## GIVEN EXERCISE 1
Retype the listing word for word, from the line containing "of the orange" through the last line of the listing.

## EXCERPT
[Begin]

We all have these men in our lives. This blog is dedicated to the most important one in mine. He was not as powerful or broadly destructive as Ryan Adams. But he was also brilliant and complicated, witty and charming. And he caused harm, too. And we loved him until he died and beyond, because we do.

I'm going to go listen to Jason Isbell and Phoebe Bridgers now.

Saturday, November 17, 2018

The Grownups

The grownups in my family were so much fun and it was great to be a child in their wild midst. No one was more fun than my Uncle Scott. He was, for a good part of the 1980s, something of the darling of the family. Here are some poor quality videos, but better than nothing. Goodbye Scotty Brown. We love you always. 


Thursday, July 5, 2018

Deep Grief continued. Plus gratitude. Plus Joy.



Nearly a year she's been gone. Her face is the one I conjure when I need peace or strength. My whole life, more than 46 years, I was lucky enough to have her be my grandmother. She's still my grandmother and I'm still lucky. But oh, to touch her soft skin and smell her sweet head! To see that look in her eyes when you know she is listening so hard to everything you're saying because no matter what it is it's the most important thing in the world in that moment. To hear her holler our names and scold us. To watch her teach my little cousins and their children how to swim and cook (not well) and knit just like she taught me and my children. Remember that look of astonished joy she'd get if you told her about something great your kid did? Or your friend's kid did? Some little accomplishment? That beautiful smiling face.

And I'm so glad I always knew. I always knew how lucky I was that she was my gram. How lucky I was that she was my role model. How lucky I was to be hers.

[End]

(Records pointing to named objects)
[Begin]

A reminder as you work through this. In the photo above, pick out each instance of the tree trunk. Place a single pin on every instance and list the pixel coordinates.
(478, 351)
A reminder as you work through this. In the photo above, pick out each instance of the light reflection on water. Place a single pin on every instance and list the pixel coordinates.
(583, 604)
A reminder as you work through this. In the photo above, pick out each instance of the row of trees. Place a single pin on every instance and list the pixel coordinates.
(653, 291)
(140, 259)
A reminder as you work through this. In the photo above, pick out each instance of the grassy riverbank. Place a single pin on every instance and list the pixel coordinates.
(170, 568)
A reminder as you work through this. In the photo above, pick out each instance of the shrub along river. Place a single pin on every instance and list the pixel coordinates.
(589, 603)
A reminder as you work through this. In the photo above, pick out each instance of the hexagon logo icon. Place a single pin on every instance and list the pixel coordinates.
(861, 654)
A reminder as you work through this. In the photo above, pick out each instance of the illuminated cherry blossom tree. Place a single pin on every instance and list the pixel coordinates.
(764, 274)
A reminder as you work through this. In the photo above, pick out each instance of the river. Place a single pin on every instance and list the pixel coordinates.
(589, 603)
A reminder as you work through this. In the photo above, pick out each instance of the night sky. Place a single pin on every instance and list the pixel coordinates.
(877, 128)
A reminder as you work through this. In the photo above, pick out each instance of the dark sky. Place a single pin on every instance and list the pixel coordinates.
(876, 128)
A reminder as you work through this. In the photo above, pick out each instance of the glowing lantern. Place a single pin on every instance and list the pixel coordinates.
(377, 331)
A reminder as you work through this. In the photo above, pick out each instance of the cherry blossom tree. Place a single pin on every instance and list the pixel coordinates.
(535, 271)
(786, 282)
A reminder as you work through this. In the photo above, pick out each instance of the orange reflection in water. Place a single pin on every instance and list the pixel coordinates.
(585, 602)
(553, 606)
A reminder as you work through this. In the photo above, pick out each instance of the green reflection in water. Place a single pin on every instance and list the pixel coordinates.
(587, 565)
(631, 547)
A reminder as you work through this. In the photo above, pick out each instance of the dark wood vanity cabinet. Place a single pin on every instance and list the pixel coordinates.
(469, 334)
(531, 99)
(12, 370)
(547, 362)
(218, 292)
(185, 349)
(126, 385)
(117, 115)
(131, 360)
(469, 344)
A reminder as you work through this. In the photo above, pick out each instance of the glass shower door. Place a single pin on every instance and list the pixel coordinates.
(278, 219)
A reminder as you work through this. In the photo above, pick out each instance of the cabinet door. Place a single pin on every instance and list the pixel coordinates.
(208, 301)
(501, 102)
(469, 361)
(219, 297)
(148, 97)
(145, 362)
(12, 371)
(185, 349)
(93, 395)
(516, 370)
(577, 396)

[End]

## GIVEN EXERCISE 2
Decide whether each statement agrees with the blog excerpt, answering yes or no and quoting the words that decide it. (a) The writer had this grandmother for more than 46 years. (b) The post titled "The Grownups" is dated Thursday, July 5, 2018. (c) The grandmother was a good cook.

## SOLUTION 1
A reminder as you work through this. In the photo above, pick out each instance of the orange reflection in water. Place a single pin on every instance and list the pixel coordinates.
(585, 602)
(553, 606)
A reminder as you work through this. In the photo above, pick out each instance of the green reflection in water. Place a single pin on every instance and list the pixel coordinates.
(587, 565)
(631, 547)
A reminder as you work through this. In the photo above, pick out each instance of the dark wood vanity cabinet. Place a single pin on every instance and list the pixel coordinates.
(469, 334)
(531, 99)
(12, 370)
(547, 362)
(218, 292)
(185, 349)
(126, 385)
(117, 115)
(131, 360)
(469, 344)
A reminder as you work through this. In the photo above, pick out each instance of the glass shower door. Place a single pin on every instance and list the pixel coordinates.
(278, 219)
A reminder as you work through this. In the photo above, pick out each instance of the cabinet door. Place a single pin on every instance and list the pixel coordinates.
(208, 301)
(501, 102)
(469, 361)
(219, 297)
(148, 97)
(145, 362)
(12, 371)
(185, 349)
(93, 395)
(516, 370)
(577, 396)

## SOLUTION 2
(a) Yes: "My whole life, more than 46 years, I was lucky enough to have her be my grandmother."
(b) No: "Saturday, November 17, 2018"
(c) No: "cook (not well)"